[Region annotation entries]

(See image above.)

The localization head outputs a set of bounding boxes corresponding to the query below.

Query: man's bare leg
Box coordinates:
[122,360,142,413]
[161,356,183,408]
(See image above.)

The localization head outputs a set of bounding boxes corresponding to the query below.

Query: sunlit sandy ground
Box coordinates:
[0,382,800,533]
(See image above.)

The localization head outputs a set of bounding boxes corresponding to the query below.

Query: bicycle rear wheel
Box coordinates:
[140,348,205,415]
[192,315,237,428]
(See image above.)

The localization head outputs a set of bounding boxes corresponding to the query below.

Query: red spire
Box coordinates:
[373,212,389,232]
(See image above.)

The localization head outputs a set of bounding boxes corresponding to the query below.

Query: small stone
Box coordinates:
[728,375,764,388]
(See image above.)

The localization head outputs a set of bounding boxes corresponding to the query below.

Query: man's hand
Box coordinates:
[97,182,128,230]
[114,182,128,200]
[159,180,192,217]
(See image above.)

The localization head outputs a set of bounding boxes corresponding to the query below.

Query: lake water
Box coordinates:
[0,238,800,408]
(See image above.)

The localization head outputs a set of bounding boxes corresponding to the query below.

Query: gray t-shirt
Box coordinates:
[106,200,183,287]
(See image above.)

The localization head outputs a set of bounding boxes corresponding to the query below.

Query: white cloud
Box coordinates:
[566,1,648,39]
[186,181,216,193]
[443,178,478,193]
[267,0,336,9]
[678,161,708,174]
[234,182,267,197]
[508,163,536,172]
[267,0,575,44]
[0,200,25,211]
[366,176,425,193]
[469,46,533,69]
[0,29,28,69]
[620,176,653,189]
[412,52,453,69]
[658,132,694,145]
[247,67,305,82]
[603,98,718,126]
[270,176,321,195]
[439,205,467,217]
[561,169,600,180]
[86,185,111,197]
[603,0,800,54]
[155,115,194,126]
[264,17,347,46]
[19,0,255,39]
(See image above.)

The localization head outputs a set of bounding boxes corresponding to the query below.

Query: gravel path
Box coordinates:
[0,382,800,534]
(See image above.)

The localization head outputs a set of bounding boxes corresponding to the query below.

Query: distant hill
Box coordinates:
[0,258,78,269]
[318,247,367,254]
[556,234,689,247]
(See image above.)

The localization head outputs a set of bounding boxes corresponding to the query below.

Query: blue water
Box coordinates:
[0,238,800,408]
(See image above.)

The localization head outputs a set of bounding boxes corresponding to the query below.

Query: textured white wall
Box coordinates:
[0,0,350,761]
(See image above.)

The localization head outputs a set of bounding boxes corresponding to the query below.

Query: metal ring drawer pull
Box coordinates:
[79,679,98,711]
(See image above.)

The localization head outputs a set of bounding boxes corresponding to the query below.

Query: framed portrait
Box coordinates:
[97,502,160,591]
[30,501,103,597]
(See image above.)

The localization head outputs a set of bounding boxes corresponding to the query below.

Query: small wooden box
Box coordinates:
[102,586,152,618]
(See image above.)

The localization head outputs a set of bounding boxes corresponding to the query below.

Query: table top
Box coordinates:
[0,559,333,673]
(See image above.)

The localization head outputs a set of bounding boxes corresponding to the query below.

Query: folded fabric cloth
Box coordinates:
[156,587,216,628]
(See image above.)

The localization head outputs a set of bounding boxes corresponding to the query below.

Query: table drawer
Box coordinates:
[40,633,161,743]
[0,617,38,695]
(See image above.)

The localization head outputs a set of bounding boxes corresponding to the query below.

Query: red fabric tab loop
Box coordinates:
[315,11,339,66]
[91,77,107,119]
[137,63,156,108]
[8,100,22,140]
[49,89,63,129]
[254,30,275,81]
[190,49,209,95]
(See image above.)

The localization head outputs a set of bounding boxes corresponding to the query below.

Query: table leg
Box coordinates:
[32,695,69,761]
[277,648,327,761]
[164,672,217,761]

Exercise aim:
Reproduce the material above verbatim, starting at its first line and ending with the line that contains "[728,375,764,388]", both ends included.

Right answer:
(See image above.)

The localization head outputs a set of bounding boxes corresponding to the query below.

Query: man's bare leg
Box coordinates:
[122,360,142,413]
[161,356,183,408]
(See image above.)

The localization head outputs a set of bounding boxes corresponding to the query below.

Query: sunlit sandy ground
Box coordinates:
[0,382,800,533]
(See image above.)

The localization head outputs a set of bounding boxes corresponding to the query below.

Query: bicycle rear wheel
Box coordinates:
[140,348,205,415]
[192,315,237,428]
(See image above.)

The localization head outputs a set of bounding boxes corresponding to the query below.

Query: red spire
Box coordinates:
[373,212,389,232]
(See image above.)

The localization head outputs a set of bounding boxes corresponding to the query below.

Query: small stone
Box coordinates:
[728,375,764,388]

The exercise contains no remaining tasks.